**THE TASK**
Retype the listing that follows, word for word.
[begin RECORDED INFORMATION]
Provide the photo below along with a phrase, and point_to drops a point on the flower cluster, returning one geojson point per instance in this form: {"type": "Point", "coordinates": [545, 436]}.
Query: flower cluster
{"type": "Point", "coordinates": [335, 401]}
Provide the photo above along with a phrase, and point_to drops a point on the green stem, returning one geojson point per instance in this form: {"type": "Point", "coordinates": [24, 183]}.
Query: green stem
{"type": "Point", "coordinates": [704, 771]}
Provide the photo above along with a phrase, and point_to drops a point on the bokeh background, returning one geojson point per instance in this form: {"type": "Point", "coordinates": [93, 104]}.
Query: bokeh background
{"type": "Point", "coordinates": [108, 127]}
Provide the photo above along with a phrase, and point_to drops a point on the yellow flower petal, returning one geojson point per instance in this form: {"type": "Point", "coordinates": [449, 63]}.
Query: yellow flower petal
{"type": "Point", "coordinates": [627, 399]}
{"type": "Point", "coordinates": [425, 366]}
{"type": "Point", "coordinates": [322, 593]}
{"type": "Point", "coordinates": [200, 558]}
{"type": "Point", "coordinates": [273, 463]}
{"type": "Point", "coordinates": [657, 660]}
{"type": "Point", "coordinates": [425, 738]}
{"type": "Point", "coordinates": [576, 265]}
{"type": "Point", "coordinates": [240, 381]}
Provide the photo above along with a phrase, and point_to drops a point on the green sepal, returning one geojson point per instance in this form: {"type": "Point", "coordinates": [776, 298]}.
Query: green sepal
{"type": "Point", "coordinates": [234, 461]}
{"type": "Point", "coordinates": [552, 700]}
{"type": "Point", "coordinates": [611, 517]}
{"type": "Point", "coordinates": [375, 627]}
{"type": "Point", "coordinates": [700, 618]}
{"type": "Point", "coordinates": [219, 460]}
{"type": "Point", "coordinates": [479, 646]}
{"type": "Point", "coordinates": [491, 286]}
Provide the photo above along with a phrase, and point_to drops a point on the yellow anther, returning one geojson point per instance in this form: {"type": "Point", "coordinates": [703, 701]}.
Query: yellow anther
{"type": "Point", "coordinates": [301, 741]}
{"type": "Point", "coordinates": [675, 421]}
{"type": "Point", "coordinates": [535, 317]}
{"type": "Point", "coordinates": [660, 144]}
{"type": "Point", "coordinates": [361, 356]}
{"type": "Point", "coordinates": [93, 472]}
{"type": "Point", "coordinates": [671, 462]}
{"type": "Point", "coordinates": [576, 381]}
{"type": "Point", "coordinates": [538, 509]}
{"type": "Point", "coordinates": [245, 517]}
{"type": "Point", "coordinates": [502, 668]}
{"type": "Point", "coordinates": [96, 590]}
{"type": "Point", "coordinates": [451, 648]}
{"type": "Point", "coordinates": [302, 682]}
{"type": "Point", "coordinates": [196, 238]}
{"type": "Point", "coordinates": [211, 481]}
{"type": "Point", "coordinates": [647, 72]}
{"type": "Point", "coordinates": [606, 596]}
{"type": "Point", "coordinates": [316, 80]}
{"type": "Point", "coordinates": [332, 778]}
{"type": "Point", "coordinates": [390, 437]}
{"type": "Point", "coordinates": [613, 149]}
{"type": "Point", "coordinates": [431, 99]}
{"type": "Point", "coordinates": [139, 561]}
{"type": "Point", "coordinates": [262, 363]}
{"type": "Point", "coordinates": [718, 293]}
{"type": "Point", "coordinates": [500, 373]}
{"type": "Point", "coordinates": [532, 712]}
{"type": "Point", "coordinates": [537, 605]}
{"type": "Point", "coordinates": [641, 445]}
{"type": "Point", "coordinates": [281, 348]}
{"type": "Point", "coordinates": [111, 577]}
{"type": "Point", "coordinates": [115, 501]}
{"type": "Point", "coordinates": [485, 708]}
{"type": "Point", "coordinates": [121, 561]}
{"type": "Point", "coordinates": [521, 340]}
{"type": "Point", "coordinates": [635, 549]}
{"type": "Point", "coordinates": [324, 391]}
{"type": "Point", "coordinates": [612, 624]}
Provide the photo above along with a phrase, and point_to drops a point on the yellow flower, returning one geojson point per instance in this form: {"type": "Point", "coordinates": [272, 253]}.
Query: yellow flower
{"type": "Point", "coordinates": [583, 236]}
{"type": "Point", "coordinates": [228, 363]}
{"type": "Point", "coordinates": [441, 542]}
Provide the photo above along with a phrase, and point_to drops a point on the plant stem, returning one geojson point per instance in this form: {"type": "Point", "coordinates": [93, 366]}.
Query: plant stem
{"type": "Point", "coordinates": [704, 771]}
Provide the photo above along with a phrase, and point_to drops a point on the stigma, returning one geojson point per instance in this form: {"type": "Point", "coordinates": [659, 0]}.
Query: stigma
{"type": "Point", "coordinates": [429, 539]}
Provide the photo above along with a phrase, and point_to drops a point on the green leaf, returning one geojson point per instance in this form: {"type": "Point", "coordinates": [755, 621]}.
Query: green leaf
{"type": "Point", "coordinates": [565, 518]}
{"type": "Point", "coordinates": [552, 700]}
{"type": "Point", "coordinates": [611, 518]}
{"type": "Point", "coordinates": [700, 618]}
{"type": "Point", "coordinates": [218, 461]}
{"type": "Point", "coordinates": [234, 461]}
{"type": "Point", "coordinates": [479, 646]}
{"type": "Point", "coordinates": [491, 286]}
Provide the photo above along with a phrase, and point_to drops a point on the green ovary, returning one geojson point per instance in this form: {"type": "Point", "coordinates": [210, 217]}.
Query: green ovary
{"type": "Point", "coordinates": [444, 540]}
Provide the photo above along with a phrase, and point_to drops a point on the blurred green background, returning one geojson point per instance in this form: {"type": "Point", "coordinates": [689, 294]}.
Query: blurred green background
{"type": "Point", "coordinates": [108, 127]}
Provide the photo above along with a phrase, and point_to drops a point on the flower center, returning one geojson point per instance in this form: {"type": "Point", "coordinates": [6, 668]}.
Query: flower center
[end RECORDED INFORMATION]
**THE REPLY**
Provide the photo below along with a phrase, and point_to drops a point on the flower cluster, returning one geojson point per instance in this form: {"type": "Point", "coordinates": [545, 436]}.
Query: flower cluster
{"type": "Point", "coordinates": [335, 401]}
Provide the photo above along with a phrase, and point_to drops a point on the green stem, returning one geojson point per instance in this form: {"type": "Point", "coordinates": [24, 183]}.
Query: green stem
{"type": "Point", "coordinates": [704, 771]}
Provide the photo above along with a phrase, and point_to drops a point on the bokeh background, returning one geojson point per instance in this form: {"type": "Point", "coordinates": [93, 104]}.
Query: bokeh background
{"type": "Point", "coordinates": [108, 127]}
Provide the photo above along with a phrase, and point_to drops a point on the yellow flower petal, returning one geojson point per instance in this form: {"type": "Point", "coordinates": [449, 63]}.
Query: yellow flower petal
{"type": "Point", "coordinates": [627, 399]}
{"type": "Point", "coordinates": [425, 366]}
{"type": "Point", "coordinates": [322, 593]}
{"type": "Point", "coordinates": [200, 558]}
{"type": "Point", "coordinates": [273, 463]}
{"type": "Point", "coordinates": [657, 660]}
{"type": "Point", "coordinates": [425, 738]}
{"type": "Point", "coordinates": [576, 265]}
{"type": "Point", "coordinates": [240, 381]}
Provide the photo above along with a phrase, and point_to drops a point on the green sepal, returning one geojson point per instance in this form: {"type": "Point", "coordinates": [776, 298]}.
Query: green sepal
{"type": "Point", "coordinates": [234, 461]}
{"type": "Point", "coordinates": [552, 700]}
{"type": "Point", "coordinates": [611, 517]}
{"type": "Point", "coordinates": [375, 627]}
{"type": "Point", "coordinates": [700, 618]}
{"type": "Point", "coordinates": [219, 460]}
{"type": "Point", "coordinates": [479, 646]}
{"type": "Point", "coordinates": [491, 286]}
Provide the photo above along with a phrase, and point_to drops a point on the yellow anther, returning one geojson point per instance in this form: {"type": "Point", "coordinates": [703, 701]}.
Query: yellow anther
{"type": "Point", "coordinates": [301, 741]}
{"type": "Point", "coordinates": [675, 421]}
{"type": "Point", "coordinates": [535, 317]}
{"type": "Point", "coordinates": [660, 144]}
{"type": "Point", "coordinates": [361, 356]}
{"type": "Point", "coordinates": [93, 472]}
{"type": "Point", "coordinates": [671, 462]}
{"type": "Point", "coordinates": [576, 381]}
{"type": "Point", "coordinates": [538, 509]}
{"type": "Point", "coordinates": [245, 517]}
{"type": "Point", "coordinates": [502, 668]}
{"type": "Point", "coordinates": [96, 590]}
{"type": "Point", "coordinates": [451, 648]}
{"type": "Point", "coordinates": [302, 682]}
{"type": "Point", "coordinates": [196, 238]}
{"type": "Point", "coordinates": [211, 481]}
{"type": "Point", "coordinates": [647, 72]}
{"type": "Point", "coordinates": [606, 596]}
{"type": "Point", "coordinates": [316, 80]}
{"type": "Point", "coordinates": [332, 778]}
{"type": "Point", "coordinates": [390, 437]}
{"type": "Point", "coordinates": [613, 149]}
{"type": "Point", "coordinates": [431, 99]}
{"type": "Point", "coordinates": [139, 561]}
{"type": "Point", "coordinates": [262, 363]}
{"type": "Point", "coordinates": [718, 293]}
{"type": "Point", "coordinates": [500, 373]}
{"type": "Point", "coordinates": [532, 712]}
{"type": "Point", "coordinates": [537, 605]}
{"type": "Point", "coordinates": [641, 445]}
{"type": "Point", "coordinates": [281, 348]}
{"type": "Point", "coordinates": [111, 577]}
{"type": "Point", "coordinates": [115, 501]}
{"type": "Point", "coordinates": [485, 708]}
{"type": "Point", "coordinates": [121, 561]}
{"type": "Point", "coordinates": [521, 340]}
{"type": "Point", "coordinates": [635, 549]}
{"type": "Point", "coordinates": [324, 391]}
{"type": "Point", "coordinates": [612, 624]}
Provide the photo above along with a phrase, and point_to drops a point on the yellow flower, returning one geojson point per instance in this form: {"type": "Point", "coordinates": [272, 253]}.
Query: yellow flower
{"type": "Point", "coordinates": [583, 236]}
{"type": "Point", "coordinates": [228, 363]}
{"type": "Point", "coordinates": [441, 542]}
Provide the photo above along with a phrase, and point_to drops a point on the plant stem, returning one geojson point per instance in this form: {"type": "Point", "coordinates": [93, 366]}.
Query: plant stem
{"type": "Point", "coordinates": [704, 771]}
Provide the photo above along with a phrase, and point_to drops a point on the stigma, returning one geojson point per instance in this form: {"type": "Point", "coordinates": [659, 0]}.
Query: stigma
{"type": "Point", "coordinates": [429, 539]}
Provide the photo above along with a phrase, and point_to drops a point on the green leaf, returning one geojson point per instance in this form: {"type": "Point", "coordinates": [755, 621]}.
Query: green leaf
{"type": "Point", "coordinates": [565, 518]}
{"type": "Point", "coordinates": [552, 700]}
{"type": "Point", "coordinates": [611, 518]}
{"type": "Point", "coordinates": [700, 618]}
{"type": "Point", "coordinates": [218, 461]}
{"type": "Point", "coordinates": [234, 461]}
{"type": "Point", "coordinates": [479, 646]}
{"type": "Point", "coordinates": [491, 286]}
Provide the photo above along with a phrase, and point_to drops a point on the green ovary, returning one geojson point per instance in this form: {"type": "Point", "coordinates": [210, 217]}.
Query: green ovary
{"type": "Point", "coordinates": [444, 540]}
Provide the photo above along with a phrase, and point_to drops a point on the blurred green background, returning one geojson point per instance in this form: {"type": "Point", "coordinates": [689, 294]}.
Query: blurred green background
{"type": "Point", "coordinates": [108, 127]}
Provide the photo above along with a phrase, and point_to drops a point on the flower center, returning one geojson point per instance in this form: {"type": "Point", "coordinates": [6, 668]}.
Query: flower center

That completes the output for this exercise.